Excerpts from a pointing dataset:

-- START --

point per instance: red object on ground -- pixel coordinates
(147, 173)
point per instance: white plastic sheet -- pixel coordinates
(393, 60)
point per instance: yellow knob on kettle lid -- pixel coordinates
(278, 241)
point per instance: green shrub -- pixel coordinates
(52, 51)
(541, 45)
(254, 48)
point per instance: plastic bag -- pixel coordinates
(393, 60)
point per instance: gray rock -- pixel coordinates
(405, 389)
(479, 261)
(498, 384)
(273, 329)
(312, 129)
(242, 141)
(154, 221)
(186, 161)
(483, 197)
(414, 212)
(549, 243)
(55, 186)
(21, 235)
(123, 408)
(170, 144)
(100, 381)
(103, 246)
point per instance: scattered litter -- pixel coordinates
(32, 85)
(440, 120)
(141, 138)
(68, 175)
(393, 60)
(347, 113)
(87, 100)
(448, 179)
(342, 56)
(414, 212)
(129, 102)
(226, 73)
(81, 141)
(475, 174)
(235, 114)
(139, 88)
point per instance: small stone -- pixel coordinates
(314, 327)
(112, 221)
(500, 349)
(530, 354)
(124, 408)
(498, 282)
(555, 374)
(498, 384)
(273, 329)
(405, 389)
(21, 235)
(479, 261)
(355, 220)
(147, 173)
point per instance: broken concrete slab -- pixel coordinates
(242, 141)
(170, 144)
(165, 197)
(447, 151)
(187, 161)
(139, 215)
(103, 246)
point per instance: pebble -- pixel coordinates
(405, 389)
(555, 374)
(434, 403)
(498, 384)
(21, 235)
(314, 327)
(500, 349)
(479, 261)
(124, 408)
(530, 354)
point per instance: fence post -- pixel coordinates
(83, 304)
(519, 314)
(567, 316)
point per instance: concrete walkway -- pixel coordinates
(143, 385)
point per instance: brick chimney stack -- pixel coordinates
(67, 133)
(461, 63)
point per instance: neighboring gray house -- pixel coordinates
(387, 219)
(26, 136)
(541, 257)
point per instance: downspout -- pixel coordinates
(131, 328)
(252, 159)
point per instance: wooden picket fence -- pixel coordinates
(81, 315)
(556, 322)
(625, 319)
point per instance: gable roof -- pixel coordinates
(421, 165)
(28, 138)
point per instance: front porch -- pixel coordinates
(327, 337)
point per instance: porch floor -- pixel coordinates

-- END --

__AIM__
Copy every row above word for word, leaving none out.

__THE REPLY__
point per instance: red object on ground -- pixel coordinates
(147, 173)
point per instance: white plastic sheet -- pixel coordinates
(393, 60)
point per instance: yellow knob on kettle lid -- pixel coordinates
(278, 241)
point per instance: green shrub -- pixel coordinates
(52, 51)
(541, 45)
(254, 48)
point per instance: plastic bag -- pixel coordinates
(393, 60)
point per instance: gray rock -- pixel coordinates
(405, 389)
(479, 261)
(498, 384)
(273, 329)
(312, 129)
(242, 141)
(154, 221)
(186, 161)
(483, 197)
(414, 212)
(549, 243)
(55, 186)
(21, 235)
(123, 408)
(170, 144)
(100, 381)
(103, 246)
point per instance: scattered litter -- pixel coordinates
(32, 85)
(440, 120)
(141, 138)
(68, 175)
(393, 60)
(347, 113)
(87, 100)
(448, 179)
(342, 56)
(414, 212)
(129, 102)
(226, 73)
(81, 141)
(475, 174)
(235, 114)
(139, 88)
point per instance: small stone -- pixel coordinates
(314, 327)
(112, 221)
(500, 349)
(530, 354)
(124, 408)
(498, 282)
(555, 374)
(498, 384)
(273, 329)
(405, 389)
(21, 235)
(479, 261)
(355, 220)
(147, 173)
point per instance: broken concrete slab -- pixel coordinates
(242, 141)
(170, 144)
(165, 197)
(447, 151)
(187, 161)
(139, 215)
(103, 246)
point per instance: pebble -- pixel coordinates
(405, 389)
(555, 374)
(434, 403)
(498, 384)
(21, 235)
(314, 327)
(500, 349)
(479, 261)
(124, 408)
(530, 354)
point per instance: fence post -- pixel coordinates
(83, 304)
(519, 314)
(567, 316)
point per instance: concrete walkway -- pixel coordinates
(143, 385)
point per instance: brick chimney stack -- pixel coordinates
(67, 133)
(461, 63)
point per instance: neighboring gray house -- pixel coordinates
(387, 219)
(26, 136)
(541, 257)
point per instance: downspout -- pixel coordinates
(131, 328)
(252, 159)
point per instance: wooden picket fence -- pixel coordinates
(81, 315)
(556, 322)
(625, 319)
point per instance: gable roof -- pixel coordinates
(421, 165)
(28, 138)
point per instance: front porch -- pixel coordinates
(327, 337)
point per instance: porch floor -- pixel coordinates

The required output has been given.